Top of Data for this task
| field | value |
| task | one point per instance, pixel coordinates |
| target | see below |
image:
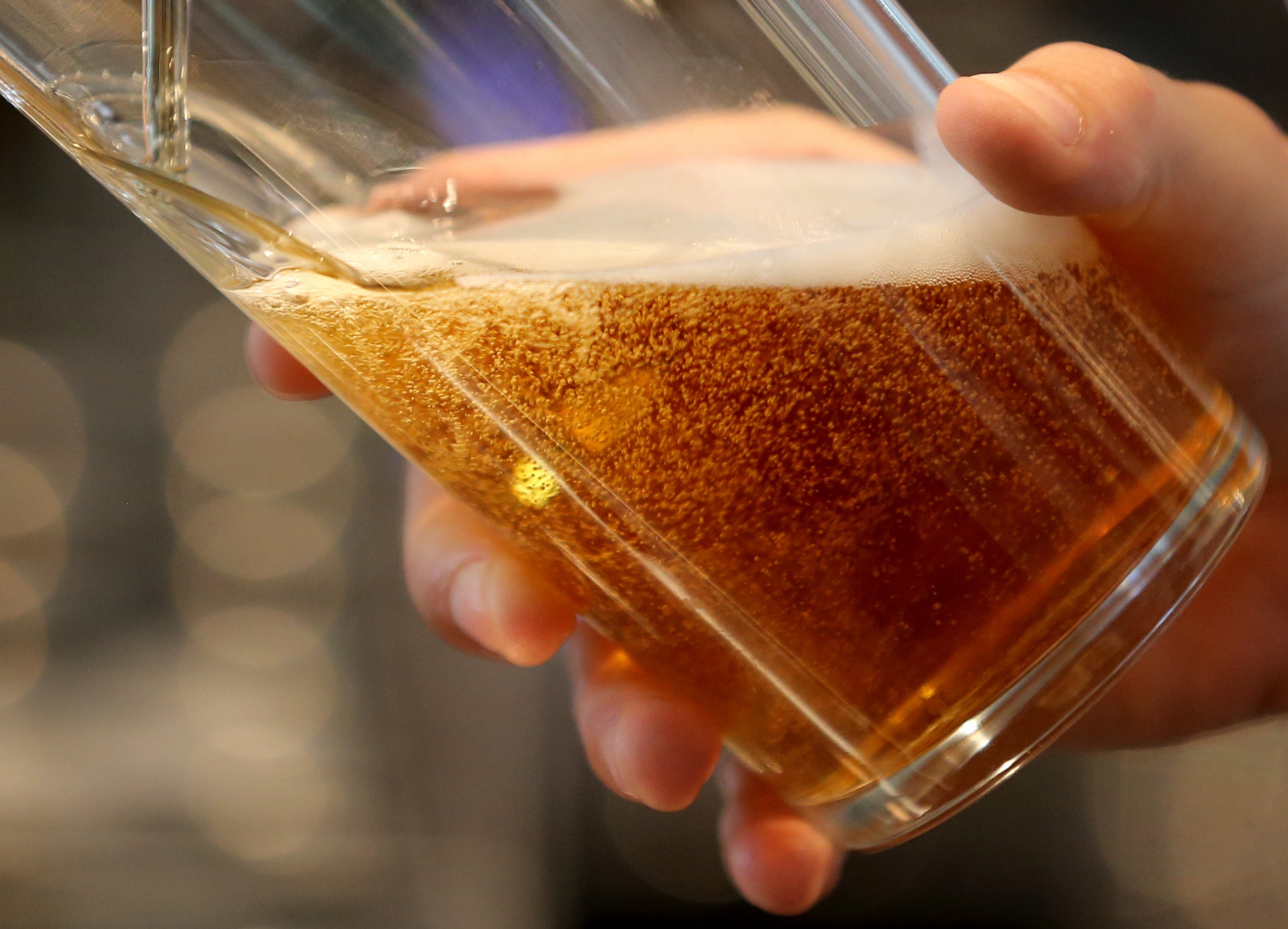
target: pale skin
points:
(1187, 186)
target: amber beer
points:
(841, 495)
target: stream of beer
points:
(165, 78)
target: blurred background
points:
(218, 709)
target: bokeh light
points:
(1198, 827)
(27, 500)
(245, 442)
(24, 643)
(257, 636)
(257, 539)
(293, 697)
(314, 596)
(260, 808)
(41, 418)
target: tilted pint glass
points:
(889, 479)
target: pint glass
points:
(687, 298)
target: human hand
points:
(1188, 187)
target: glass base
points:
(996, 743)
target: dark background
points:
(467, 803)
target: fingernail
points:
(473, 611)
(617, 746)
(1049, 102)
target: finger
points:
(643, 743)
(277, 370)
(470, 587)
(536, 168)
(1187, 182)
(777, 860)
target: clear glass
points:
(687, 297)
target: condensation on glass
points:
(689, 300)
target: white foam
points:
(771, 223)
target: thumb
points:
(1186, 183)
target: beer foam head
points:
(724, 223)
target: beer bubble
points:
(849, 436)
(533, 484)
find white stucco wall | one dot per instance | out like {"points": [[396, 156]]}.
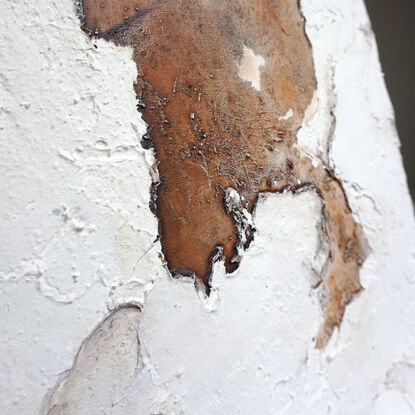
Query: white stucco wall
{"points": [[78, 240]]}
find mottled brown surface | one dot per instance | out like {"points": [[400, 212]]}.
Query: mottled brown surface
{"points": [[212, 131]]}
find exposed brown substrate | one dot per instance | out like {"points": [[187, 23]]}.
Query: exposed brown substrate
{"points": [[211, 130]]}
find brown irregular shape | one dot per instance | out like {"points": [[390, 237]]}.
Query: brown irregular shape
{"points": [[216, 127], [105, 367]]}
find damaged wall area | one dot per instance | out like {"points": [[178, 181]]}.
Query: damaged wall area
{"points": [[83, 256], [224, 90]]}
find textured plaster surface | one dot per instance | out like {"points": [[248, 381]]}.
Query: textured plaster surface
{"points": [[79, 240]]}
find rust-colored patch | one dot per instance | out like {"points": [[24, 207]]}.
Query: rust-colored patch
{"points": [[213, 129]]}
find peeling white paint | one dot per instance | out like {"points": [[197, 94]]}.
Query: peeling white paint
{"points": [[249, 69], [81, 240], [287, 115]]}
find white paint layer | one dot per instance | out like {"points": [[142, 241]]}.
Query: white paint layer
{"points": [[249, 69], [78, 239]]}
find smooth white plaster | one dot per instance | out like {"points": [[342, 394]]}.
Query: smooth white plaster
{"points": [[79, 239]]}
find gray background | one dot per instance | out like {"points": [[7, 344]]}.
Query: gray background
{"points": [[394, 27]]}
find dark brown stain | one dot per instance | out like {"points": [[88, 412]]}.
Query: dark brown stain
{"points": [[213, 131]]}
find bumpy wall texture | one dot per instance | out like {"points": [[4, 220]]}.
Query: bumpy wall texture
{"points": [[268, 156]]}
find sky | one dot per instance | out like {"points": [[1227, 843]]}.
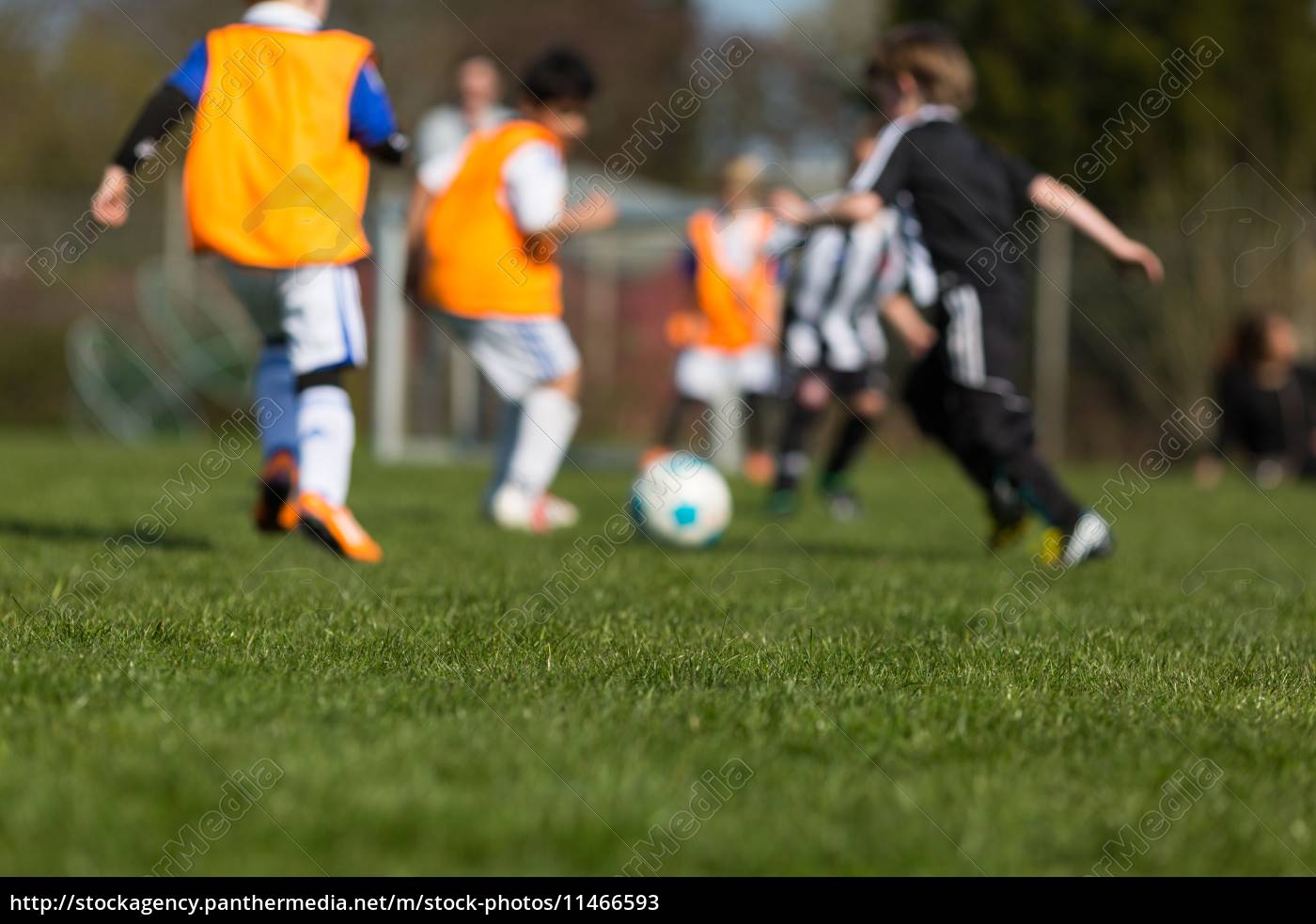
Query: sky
Bottom of Data for this task
● What you have to do:
Out of the records above, pull each line containing the word "foam".

● Result of this task:
target: white foam
target: beer foam head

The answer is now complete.